Extracted data entries:
----
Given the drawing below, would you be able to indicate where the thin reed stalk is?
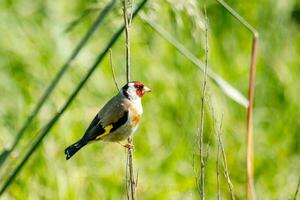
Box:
[217,0,258,200]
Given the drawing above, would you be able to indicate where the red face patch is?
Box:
[134,81,144,97]
[134,81,144,88]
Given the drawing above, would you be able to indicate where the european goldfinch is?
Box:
[65,81,151,160]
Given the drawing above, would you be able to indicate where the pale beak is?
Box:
[143,86,151,93]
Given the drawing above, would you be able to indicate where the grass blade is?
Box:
[139,14,248,107]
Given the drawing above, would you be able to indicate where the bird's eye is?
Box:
[136,85,143,90]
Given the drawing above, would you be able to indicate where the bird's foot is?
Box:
[119,143,134,149]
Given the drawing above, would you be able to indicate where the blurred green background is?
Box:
[0,0,300,199]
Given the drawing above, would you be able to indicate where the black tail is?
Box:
[65,140,86,160]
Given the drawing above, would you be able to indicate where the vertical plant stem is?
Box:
[247,34,258,200]
[294,178,300,200]
[122,0,136,200]
[217,0,258,200]
[217,115,235,200]
[109,49,120,92]
[199,6,208,200]
[216,138,221,200]
[0,0,116,169]
[122,0,131,83]
[0,0,148,196]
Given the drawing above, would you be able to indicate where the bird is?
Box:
[65,81,151,160]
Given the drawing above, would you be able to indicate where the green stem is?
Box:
[0,0,148,196]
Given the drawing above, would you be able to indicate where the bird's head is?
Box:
[122,81,151,100]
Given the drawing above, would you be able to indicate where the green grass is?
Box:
[0,0,300,199]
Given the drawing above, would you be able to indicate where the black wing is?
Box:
[82,111,128,143]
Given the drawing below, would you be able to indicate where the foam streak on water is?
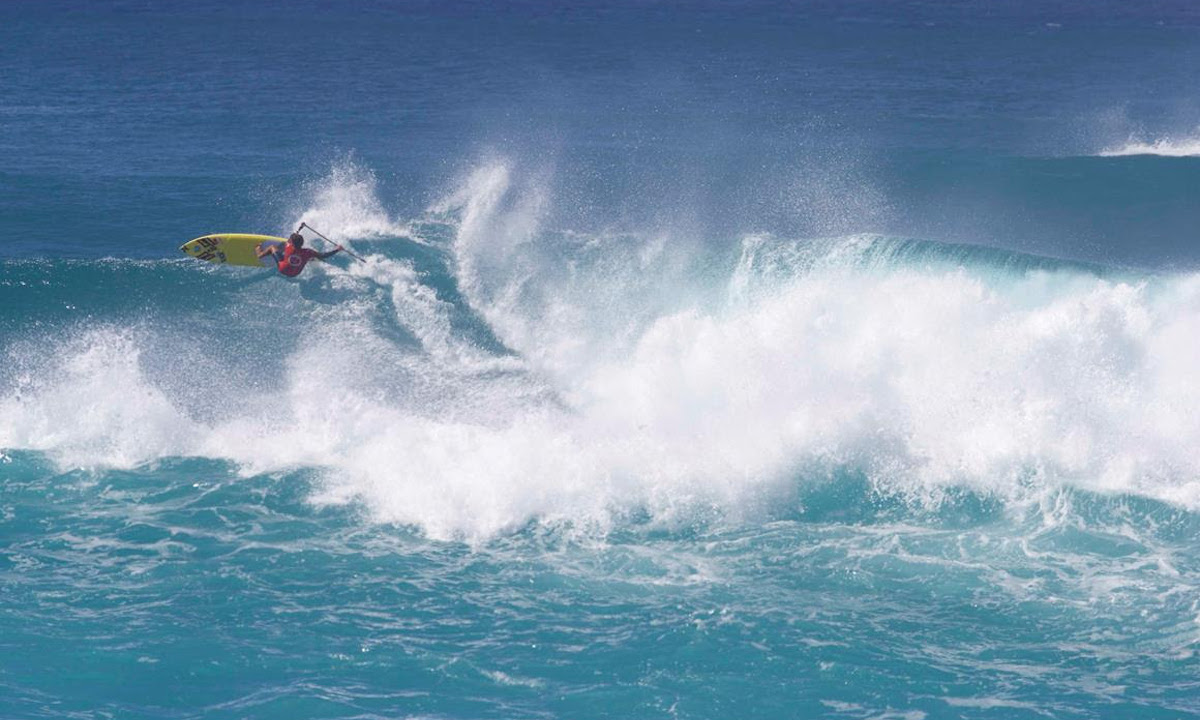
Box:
[0,162,1200,718]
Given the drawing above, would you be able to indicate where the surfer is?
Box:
[254,233,342,277]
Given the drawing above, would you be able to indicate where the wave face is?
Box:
[7,158,1200,540]
[7,0,1200,720]
[0,162,1200,716]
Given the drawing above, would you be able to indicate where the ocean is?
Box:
[0,0,1200,720]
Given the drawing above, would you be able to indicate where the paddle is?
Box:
[296,222,366,263]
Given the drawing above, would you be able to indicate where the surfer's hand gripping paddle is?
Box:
[296,222,366,263]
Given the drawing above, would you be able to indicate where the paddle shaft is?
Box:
[296,222,366,263]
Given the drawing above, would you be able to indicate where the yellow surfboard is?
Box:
[180,233,287,268]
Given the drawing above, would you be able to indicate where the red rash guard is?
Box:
[280,242,318,277]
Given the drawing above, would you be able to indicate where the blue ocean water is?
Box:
[0,0,1200,720]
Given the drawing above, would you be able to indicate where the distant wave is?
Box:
[1100,137,1200,157]
[0,158,1200,539]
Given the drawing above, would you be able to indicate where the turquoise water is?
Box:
[0,1,1200,720]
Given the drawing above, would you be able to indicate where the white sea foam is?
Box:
[7,158,1200,539]
[1100,136,1200,157]
[0,326,196,468]
[289,158,408,242]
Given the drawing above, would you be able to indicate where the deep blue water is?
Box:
[0,0,1200,720]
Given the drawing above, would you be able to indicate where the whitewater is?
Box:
[9,161,1200,718]
[0,0,1200,720]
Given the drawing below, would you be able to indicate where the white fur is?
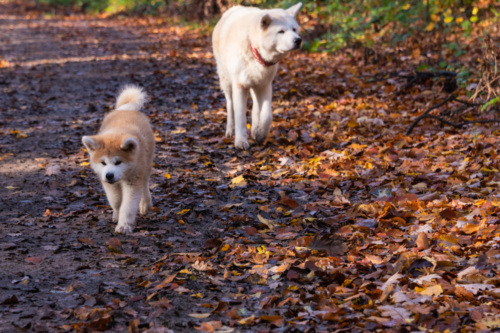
----
### TASK BRIEF
Rescale the stretch from the line containing "yellow surfboard is?" through the line containing "[0,1,1200,720]" by rewriting every line in it, with each bounding-box coordinate multiplied by 0.75 and rounded to a whole number, halves rounding up. Copy all other lines in that stretch unchanged.

### RESULT
Given the drawing above, would you be able to indicate where the yellow surfboard is?
Box:
[135,175,215,201]
Given the drawing above, would you be able to indicate where the red rash guard is?
Box:
[210,182,239,208]
Given the drawing above, would you be able to indicate where the blue ocean water is?
Box:
[0,0,900,540]
Given the drawing above, would you be able to indicate where the distant wave is?
Box:
[825,103,900,118]
[0,119,900,404]
Given the drawing above, would you be able to indicate where the turquoise water is?
Box:
[0,1,900,540]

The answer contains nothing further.